* [What you should do] Copy out word for word the lines from the one that contains "I can see the sky" through the one that contains "[481,291,534,309]", counting both of those lines.

#### Information given ####

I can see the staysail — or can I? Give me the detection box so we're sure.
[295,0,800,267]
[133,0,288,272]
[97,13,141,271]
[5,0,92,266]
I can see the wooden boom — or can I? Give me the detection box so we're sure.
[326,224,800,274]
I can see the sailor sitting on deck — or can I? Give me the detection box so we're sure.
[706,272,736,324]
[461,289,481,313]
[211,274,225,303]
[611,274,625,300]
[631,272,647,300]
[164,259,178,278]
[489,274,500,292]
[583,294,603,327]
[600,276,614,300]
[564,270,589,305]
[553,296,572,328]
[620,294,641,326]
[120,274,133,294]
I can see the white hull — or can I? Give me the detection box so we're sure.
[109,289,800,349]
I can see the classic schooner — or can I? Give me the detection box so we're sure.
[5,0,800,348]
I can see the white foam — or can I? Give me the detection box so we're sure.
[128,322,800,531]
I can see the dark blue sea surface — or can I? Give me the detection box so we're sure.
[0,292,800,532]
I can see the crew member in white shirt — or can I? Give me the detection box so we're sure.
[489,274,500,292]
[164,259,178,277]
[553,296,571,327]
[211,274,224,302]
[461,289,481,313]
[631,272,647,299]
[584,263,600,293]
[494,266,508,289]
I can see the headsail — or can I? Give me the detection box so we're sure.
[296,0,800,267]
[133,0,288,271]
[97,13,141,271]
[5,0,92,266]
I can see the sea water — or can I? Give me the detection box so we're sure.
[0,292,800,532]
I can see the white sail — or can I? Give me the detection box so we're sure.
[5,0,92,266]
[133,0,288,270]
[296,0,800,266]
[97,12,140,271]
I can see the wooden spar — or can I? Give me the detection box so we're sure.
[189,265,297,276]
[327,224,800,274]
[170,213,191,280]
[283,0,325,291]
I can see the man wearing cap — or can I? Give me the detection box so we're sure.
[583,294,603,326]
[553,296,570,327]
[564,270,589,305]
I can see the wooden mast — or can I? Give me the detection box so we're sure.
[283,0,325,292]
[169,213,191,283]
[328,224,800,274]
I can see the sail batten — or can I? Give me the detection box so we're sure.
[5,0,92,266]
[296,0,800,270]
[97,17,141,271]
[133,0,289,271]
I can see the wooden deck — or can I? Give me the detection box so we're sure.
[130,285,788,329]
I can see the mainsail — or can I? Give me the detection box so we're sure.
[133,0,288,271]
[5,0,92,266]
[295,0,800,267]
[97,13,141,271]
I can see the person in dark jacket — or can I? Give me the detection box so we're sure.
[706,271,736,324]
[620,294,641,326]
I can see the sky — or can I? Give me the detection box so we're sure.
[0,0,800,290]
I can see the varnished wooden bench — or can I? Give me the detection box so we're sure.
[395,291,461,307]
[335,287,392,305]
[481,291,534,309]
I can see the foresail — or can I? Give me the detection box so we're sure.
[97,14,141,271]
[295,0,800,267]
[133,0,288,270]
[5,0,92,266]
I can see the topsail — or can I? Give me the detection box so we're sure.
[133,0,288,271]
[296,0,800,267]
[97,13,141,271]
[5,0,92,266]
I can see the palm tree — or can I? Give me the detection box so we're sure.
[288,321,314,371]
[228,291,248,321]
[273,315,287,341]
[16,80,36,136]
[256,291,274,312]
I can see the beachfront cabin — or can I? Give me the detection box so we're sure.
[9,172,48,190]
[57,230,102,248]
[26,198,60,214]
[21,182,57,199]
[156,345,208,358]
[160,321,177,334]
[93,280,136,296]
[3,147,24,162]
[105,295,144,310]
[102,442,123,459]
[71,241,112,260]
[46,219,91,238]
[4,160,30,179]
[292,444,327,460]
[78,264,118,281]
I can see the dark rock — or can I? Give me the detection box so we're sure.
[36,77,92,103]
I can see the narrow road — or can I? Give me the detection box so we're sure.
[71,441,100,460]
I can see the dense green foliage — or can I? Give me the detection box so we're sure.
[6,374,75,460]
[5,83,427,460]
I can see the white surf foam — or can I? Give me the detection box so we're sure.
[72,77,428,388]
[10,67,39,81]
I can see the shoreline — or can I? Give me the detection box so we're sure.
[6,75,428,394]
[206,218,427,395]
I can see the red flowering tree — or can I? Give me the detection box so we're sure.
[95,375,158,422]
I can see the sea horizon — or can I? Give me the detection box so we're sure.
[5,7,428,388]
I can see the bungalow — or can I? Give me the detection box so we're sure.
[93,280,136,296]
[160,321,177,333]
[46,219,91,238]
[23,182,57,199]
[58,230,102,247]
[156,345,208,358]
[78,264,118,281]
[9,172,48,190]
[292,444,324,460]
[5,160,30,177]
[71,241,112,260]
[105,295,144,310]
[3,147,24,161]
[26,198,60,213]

####
#### Information given ####

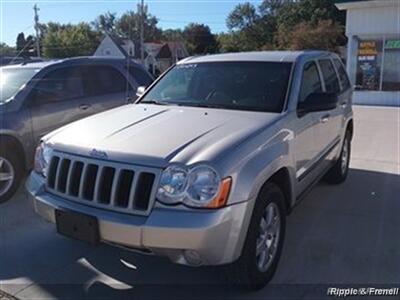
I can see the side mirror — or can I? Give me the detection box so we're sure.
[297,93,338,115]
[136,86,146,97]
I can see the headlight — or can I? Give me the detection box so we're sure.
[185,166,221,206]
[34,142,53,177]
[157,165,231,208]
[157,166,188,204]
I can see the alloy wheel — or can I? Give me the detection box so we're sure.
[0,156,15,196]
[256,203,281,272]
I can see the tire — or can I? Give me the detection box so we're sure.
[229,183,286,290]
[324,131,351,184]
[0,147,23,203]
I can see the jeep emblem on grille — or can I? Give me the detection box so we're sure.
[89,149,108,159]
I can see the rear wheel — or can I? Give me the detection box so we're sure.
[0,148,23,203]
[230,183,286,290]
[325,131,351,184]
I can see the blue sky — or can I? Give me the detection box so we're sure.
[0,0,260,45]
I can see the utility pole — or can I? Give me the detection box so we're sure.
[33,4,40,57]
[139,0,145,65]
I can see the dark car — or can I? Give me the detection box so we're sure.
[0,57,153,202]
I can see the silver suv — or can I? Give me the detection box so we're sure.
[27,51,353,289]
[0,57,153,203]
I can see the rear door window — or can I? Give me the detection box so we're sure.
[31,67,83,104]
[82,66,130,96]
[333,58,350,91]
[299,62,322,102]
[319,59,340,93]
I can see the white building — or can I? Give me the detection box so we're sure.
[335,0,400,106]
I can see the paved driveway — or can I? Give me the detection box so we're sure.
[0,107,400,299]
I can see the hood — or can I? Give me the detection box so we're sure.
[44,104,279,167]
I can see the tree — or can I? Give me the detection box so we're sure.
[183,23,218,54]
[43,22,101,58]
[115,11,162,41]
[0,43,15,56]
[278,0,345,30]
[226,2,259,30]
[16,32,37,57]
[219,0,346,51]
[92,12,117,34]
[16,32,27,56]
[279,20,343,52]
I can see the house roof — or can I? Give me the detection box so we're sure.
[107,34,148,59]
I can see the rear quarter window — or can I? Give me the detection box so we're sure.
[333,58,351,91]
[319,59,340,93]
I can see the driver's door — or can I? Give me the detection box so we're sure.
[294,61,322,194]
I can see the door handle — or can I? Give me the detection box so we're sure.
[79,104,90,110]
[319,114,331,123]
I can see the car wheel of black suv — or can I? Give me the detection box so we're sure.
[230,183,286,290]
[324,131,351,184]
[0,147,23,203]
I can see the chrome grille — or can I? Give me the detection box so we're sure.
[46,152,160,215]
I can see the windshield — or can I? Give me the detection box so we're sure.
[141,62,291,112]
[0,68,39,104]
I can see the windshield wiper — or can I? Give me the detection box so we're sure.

####
#### Information given ####

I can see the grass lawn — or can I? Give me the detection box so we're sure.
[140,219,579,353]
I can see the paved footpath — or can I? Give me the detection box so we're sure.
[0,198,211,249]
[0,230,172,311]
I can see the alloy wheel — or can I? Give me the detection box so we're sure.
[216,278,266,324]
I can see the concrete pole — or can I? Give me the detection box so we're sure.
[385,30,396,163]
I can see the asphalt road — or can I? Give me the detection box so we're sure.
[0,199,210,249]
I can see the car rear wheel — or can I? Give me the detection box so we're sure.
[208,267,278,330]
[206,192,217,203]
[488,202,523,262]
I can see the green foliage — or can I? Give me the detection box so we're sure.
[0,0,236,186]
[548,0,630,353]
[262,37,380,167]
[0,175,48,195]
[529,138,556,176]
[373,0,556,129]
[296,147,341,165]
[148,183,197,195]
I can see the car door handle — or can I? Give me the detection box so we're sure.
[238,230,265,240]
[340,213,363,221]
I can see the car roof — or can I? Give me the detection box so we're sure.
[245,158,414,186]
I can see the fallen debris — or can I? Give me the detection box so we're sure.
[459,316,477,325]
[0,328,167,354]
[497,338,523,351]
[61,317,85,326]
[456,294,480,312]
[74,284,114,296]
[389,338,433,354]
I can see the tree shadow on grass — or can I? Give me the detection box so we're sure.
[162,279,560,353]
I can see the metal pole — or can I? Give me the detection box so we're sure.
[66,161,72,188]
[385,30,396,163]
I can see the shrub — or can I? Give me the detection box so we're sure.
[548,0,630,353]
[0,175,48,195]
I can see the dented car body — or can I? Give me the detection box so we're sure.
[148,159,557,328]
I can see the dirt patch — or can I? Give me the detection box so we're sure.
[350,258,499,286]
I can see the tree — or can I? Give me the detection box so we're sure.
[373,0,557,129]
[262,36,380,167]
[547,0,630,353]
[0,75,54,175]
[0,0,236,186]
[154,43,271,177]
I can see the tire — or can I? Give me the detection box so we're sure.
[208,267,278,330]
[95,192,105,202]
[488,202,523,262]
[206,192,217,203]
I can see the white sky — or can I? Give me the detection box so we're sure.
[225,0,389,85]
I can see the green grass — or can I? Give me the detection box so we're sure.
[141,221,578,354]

####

* [The reply]
I can see the sky — or can I? Give me the detection box so we're sure.
[0,0,800,290]
I can see the varnished wooden bench — or can I? Give me the detection box so we're sure.
[395,291,461,307]
[335,287,392,305]
[481,291,534,309]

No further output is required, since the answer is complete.